Lines from the one containing "Can you see the distant fountain?" to the end of the records, both ends included and exactly as written, are the whole answer, and no pictures go in it.

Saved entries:
--------

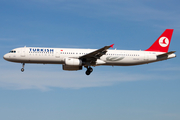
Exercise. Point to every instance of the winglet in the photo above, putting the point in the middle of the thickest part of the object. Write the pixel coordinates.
(112, 45)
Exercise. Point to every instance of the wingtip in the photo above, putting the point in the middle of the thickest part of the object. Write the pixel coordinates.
(112, 45)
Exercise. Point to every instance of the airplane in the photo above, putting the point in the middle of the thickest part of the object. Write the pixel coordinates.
(76, 59)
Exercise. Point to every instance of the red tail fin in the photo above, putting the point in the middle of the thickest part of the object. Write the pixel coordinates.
(163, 42)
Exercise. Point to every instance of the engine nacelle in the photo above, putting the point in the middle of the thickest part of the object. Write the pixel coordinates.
(71, 68)
(73, 62)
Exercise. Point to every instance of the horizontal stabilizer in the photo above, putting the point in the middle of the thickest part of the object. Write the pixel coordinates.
(166, 54)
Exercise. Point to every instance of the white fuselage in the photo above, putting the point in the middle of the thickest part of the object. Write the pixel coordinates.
(58, 56)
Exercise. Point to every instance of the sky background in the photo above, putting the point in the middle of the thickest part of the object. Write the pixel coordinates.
(46, 92)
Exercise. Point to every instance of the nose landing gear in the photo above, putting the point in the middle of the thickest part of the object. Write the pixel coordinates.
(22, 69)
(89, 70)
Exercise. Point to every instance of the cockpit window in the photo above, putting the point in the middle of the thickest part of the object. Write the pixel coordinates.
(12, 51)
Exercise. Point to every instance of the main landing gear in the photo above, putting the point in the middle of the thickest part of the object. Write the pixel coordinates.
(89, 70)
(22, 69)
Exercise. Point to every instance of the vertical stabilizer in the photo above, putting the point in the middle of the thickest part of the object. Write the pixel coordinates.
(163, 42)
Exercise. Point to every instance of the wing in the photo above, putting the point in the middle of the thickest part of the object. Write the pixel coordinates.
(90, 58)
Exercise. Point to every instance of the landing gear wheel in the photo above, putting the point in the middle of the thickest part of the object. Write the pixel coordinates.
(22, 69)
(89, 70)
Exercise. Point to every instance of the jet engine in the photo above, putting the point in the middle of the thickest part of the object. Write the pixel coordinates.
(73, 62)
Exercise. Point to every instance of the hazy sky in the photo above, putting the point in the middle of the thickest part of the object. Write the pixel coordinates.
(46, 92)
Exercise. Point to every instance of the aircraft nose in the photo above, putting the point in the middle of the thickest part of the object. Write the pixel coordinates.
(5, 57)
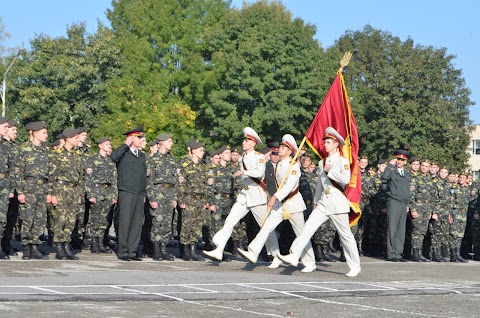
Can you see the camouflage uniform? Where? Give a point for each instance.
(162, 188)
(424, 193)
(101, 184)
(67, 184)
(32, 176)
(6, 184)
(439, 228)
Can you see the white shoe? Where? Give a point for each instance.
(289, 259)
(354, 272)
(252, 258)
(215, 254)
(309, 268)
(275, 263)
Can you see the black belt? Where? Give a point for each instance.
(165, 185)
(103, 185)
(37, 180)
(67, 183)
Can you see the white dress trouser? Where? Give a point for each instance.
(274, 219)
(315, 220)
(237, 212)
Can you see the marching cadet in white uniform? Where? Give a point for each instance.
(331, 203)
(288, 199)
(253, 196)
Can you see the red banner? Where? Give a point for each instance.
(336, 112)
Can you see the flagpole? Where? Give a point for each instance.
(286, 215)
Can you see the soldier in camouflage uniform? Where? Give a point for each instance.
(101, 189)
(194, 198)
(32, 166)
(12, 213)
(458, 219)
(439, 225)
(421, 208)
(162, 185)
(6, 179)
(66, 188)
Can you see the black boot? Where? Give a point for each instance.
(318, 252)
(102, 248)
(68, 253)
(195, 256)
(26, 252)
(416, 255)
(437, 255)
(187, 256)
(60, 251)
(423, 258)
(94, 248)
(157, 253)
(35, 253)
(326, 256)
(459, 257)
(165, 255)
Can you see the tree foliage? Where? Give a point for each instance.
(271, 74)
(406, 95)
(62, 80)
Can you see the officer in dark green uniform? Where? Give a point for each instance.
(396, 181)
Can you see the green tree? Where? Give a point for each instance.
(406, 95)
(271, 74)
(62, 80)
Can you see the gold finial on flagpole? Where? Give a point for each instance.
(345, 60)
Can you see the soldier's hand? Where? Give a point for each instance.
(54, 200)
(21, 198)
(129, 140)
(272, 202)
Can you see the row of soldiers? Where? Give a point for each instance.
(443, 219)
(68, 189)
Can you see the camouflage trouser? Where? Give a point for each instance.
(193, 218)
(64, 214)
(325, 233)
(457, 228)
(3, 206)
(439, 229)
(33, 214)
(162, 217)
(98, 217)
(420, 226)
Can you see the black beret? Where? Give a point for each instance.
(135, 132)
(102, 140)
(35, 125)
(69, 132)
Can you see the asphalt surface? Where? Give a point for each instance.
(102, 286)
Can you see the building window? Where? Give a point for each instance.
(476, 147)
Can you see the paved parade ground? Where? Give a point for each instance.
(102, 286)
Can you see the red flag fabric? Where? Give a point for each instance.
(336, 112)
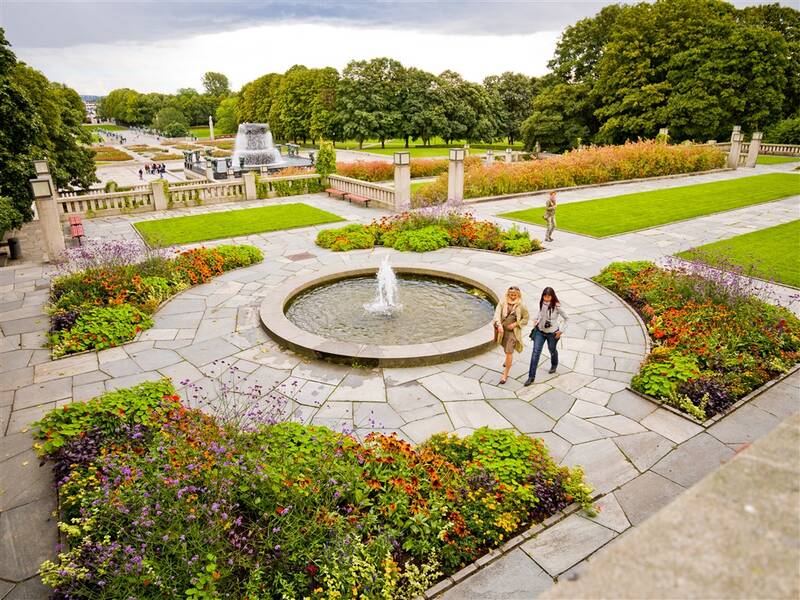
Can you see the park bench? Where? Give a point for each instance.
(76, 228)
(358, 199)
(338, 193)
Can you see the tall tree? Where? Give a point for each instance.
(216, 84)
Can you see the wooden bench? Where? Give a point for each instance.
(334, 192)
(76, 228)
(358, 199)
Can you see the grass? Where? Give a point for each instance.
(106, 127)
(776, 160)
(631, 212)
(232, 223)
(772, 253)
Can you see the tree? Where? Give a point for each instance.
(226, 118)
(514, 93)
(216, 84)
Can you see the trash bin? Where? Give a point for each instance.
(14, 249)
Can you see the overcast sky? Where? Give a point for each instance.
(162, 46)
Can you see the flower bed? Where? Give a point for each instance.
(114, 287)
(429, 229)
(713, 340)
(160, 501)
(379, 170)
(579, 167)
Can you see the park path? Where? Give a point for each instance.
(637, 455)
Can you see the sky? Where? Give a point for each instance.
(160, 46)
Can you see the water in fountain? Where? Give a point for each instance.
(386, 297)
(254, 144)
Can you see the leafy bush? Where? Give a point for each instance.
(156, 497)
(714, 341)
(107, 303)
(10, 217)
(426, 239)
(100, 328)
(351, 237)
(326, 159)
(578, 167)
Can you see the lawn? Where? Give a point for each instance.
(776, 160)
(232, 223)
(631, 212)
(772, 253)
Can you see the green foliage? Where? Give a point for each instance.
(663, 371)
(145, 404)
(100, 328)
(326, 159)
(351, 237)
(426, 239)
(10, 217)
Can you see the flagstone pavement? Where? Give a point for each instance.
(636, 455)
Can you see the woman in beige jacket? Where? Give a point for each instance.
(510, 317)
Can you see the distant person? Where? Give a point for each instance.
(510, 317)
(550, 217)
(547, 329)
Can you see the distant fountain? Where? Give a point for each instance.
(386, 297)
(254, 147)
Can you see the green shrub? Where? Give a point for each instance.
(145, 404)
(426, 239)
(100, 328)
(326, 159)
(351, 237)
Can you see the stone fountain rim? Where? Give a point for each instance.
(286, 333)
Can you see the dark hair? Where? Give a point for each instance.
(548, 292)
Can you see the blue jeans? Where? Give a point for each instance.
(539, 338)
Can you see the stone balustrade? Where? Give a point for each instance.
(380, 194)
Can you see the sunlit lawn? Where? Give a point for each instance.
(772, 253)
(232, 223)
(631, 212)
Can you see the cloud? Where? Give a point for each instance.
(245, 54)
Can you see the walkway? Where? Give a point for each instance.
(643, 454)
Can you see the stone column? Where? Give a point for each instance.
(755, 148)
(250, 192)
(402, 181)
(160, 200)
(50, 224)
(736, 149)
(455, 175)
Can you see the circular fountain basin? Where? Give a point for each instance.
(444, 316)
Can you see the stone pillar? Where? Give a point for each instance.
(455, 175)
(755, 148)
(250, 192)
(736, 150)
(50, 224)
(402, 181)
(160, 200)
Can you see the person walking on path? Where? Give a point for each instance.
(547, 329)
(550, 217)
(510, 317)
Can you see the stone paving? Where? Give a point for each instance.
(637, 455)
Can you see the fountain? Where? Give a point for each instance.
(385, 301)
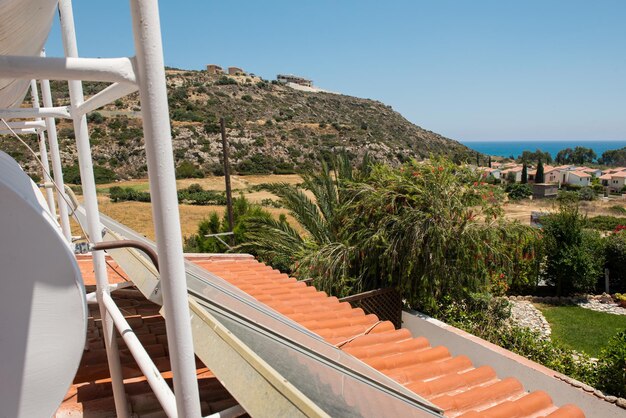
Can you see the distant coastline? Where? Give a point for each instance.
(515, 148)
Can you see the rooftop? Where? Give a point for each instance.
(450, 382)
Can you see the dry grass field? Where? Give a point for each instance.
(521, 211)
(138, 215)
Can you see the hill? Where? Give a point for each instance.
(272, 128)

--------

# ANSWER FOR THIS EXERCISE
Can you see the distant fountain? Where? Give a point for each instance.
(386, 297)
(254, 147)
Can you see the green shrub? Where? Give a point for each instance.
(145, 404)
(426, 239)
(100, 328)
(326, 159)
(351, 237)
Can you see the stone fountain rim? Where? Give a point for each instance.
(286, 333)
Can you see the dark hair? Where? Give a point for each instance.
(548, 292)
Can you see the blue jeans? Where? Give a point for each instance.
(539, 338)
Can you see the stone balustrade? Where? Give a point for each instance.
(380, 194)
Can you see the sunlit lawn? Where? Give a point for each instance.
(772, 253)
(232, 223)
(631, 212)
Can you see the cloud? Where? Give a point for each instance.
(245, 54)
Can you see the walkway? Where? Give a point for each instance.
(643, 454)
Can you see the stone column? Where? Give a point for each instance.
(755, 148)
(250, 192)
(402, 181)
(160, 200)
(50, 224)
(736, 149)
(455, 175)
Can you see the circular fountain basin? Where? Give a point for each instance.
(444, 316)
Can you see the stone pillar? Where? Give a point for each instance.
(455, 175)
(755, 148)
(250, 192)
(736, 150)
(50, 224)
(402, 181)
(160, 200)
Can you see the person walking on path? Where? Give a point for each instance.
(547, 329)
(550, 217)
(510, 317)
Can you see the stone paving? Where? Give a point for each instance.
(637, 455)
Can you see the fountain? Where? Give a point for each instance.
(385, 301)
Can you see the distant coastline? Where? Give a point for each instance.
(515, 148)
Can you see the rooftop? Where? Give a point for each instance.
(450, 382)
Can you see the dry grass field? Where? Give a point for each instance.
(521, 211)
(138, 215)
Can you see the hill? Where? Give a point for each instance.
(272, 128)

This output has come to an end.